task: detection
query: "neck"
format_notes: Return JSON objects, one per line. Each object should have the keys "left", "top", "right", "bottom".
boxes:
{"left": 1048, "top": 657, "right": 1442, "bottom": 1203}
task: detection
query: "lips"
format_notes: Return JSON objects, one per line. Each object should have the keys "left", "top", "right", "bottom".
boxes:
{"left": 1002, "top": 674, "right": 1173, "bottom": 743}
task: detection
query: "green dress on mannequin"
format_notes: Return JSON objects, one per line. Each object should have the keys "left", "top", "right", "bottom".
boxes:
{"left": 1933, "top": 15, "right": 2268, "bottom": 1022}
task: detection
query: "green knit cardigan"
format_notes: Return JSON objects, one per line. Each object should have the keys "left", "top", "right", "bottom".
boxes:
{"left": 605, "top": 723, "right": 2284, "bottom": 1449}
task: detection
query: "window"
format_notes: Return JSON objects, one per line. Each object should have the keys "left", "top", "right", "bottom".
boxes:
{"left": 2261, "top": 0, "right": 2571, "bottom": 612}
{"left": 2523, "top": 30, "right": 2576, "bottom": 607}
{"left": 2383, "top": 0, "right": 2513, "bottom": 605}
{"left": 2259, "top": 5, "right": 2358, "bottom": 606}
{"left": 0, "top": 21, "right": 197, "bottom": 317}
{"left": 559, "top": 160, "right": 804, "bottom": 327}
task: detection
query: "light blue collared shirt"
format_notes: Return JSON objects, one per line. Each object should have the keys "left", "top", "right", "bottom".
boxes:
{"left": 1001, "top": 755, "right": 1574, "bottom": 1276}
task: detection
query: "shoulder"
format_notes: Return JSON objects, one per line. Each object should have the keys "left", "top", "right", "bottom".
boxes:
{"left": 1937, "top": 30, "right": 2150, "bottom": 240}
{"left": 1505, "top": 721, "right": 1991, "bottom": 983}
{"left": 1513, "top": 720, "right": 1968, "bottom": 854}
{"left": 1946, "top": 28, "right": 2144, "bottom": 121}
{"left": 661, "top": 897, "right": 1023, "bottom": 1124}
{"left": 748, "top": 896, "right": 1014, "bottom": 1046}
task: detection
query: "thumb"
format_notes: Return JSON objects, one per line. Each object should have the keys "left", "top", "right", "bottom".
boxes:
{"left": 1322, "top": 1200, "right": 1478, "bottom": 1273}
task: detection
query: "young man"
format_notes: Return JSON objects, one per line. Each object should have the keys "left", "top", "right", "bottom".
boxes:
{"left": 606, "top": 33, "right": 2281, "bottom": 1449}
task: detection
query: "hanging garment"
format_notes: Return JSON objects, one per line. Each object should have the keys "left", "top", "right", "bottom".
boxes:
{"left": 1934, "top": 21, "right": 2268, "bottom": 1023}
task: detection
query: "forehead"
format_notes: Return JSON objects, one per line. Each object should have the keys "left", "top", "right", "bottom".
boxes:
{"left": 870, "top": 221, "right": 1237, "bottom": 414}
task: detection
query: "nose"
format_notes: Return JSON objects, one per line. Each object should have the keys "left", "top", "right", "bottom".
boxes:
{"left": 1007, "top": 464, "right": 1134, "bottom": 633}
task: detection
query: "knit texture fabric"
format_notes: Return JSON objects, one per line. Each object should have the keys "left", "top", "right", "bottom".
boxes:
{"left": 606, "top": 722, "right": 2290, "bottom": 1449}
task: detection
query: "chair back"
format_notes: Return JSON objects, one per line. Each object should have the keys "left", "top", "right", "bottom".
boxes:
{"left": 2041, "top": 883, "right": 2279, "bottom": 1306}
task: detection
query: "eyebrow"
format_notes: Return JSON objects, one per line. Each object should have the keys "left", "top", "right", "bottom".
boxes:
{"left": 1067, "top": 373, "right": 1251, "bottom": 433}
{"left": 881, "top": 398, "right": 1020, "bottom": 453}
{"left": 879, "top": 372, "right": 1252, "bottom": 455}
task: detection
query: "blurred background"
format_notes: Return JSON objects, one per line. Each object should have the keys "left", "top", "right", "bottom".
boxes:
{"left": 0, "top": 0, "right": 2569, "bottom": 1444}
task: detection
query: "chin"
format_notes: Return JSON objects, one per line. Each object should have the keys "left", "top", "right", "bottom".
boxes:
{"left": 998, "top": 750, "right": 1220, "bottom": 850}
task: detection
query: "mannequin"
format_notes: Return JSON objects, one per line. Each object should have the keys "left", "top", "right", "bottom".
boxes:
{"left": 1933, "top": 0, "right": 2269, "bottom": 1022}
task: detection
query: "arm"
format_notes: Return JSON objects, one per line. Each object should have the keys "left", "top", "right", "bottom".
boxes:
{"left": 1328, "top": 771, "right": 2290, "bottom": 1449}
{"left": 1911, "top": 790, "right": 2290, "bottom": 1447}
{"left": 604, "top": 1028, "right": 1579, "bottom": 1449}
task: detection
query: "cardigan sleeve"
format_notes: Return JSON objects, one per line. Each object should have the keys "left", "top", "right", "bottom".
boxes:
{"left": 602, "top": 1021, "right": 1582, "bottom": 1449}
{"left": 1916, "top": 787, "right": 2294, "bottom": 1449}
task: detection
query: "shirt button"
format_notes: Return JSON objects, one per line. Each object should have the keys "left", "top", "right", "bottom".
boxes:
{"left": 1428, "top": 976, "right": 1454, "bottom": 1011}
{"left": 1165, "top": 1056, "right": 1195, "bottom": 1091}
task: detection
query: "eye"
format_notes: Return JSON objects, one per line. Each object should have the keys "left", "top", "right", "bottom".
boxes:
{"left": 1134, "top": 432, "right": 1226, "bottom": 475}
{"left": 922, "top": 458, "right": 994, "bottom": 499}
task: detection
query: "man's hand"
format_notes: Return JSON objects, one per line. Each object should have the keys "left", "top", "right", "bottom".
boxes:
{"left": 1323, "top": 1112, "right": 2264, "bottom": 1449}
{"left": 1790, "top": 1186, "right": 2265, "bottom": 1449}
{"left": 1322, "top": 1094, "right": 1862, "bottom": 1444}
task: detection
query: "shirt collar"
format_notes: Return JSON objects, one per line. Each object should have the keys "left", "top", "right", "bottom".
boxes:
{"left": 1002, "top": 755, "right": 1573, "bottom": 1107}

*THE TASK*:
Identify the lines in the entries that hold "mannequin" and return each one.

*ANSWER FOR THE TASK*:
query: "green dress on mannequin"
query: "mannequin"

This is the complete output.